Provided passage:
Start
Stories and sketches, verismo chunks of muscular Chicago reality: boys bringing a dying immigrant grandmother a jar of outlawed duck's blood soup; tales of ragmen; teenage car escapades; adolescent artists-in-bud; the ""basic principle of Catholic education--the Double Reverse: 1) suspect what they teach you; 2) study what they condemn."" Set mostly in poor milieus, Polish or black or Puerto Rican, the sketches generally have a lurid effectiveness just a step or two beyond total believability. But all of Dybek's range and flair works together in the final story, ""The Apprentice,"" in which a truant boy courses through the city in the constant company of his crazy, ex-taxidermist uncle; together they collect dead-on-the-road animals destined for an imaginary restaurant the uncle claims to supply and which caters to displaced-person gourmets--a metaphor the boy doesn't appreciate for a while (and neither do we, right off). The uncle is full, in fact, of metaphors, lovely and outsized ones; and the story's climax reaches a literal (bridge-climbing) height and arc, as well as a symbolic one, that's absolutely superb. It crowns a collection (badly titled, unfortunately) that's otherwise strong and busy but--unlike that last, wonderful story--less than enthralling.
End
According to the book review, what makes "The Apprentice" stand out from the rest of the collection? Answer in one to three sentences. The records that follow were drawn from a separate source.

Material provided:
Start
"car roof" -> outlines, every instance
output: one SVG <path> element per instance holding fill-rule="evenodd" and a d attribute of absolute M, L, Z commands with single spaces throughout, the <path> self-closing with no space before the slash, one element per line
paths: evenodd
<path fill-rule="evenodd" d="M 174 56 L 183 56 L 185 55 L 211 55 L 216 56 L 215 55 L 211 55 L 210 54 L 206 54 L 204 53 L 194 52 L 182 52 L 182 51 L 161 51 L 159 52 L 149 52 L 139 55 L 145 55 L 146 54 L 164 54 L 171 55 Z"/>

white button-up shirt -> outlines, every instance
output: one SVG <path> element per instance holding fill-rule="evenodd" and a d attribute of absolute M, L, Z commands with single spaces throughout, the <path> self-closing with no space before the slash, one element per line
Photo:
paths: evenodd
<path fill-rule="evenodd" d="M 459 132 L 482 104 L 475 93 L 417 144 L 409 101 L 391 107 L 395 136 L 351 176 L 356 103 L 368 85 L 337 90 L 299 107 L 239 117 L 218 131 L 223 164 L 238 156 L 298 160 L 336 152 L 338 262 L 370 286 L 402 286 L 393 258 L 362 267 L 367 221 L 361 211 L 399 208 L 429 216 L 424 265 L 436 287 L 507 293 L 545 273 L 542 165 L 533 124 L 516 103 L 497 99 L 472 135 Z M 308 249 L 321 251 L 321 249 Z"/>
End
Correct answer: In "The Apprentice," all of Dybek's range and flair work together, and its climax reaches a literal, bridge-climbing height and arc as well as a symbolic one. The review calls that climax absolutely superb. The other stories are strong and busy but less than enthralling.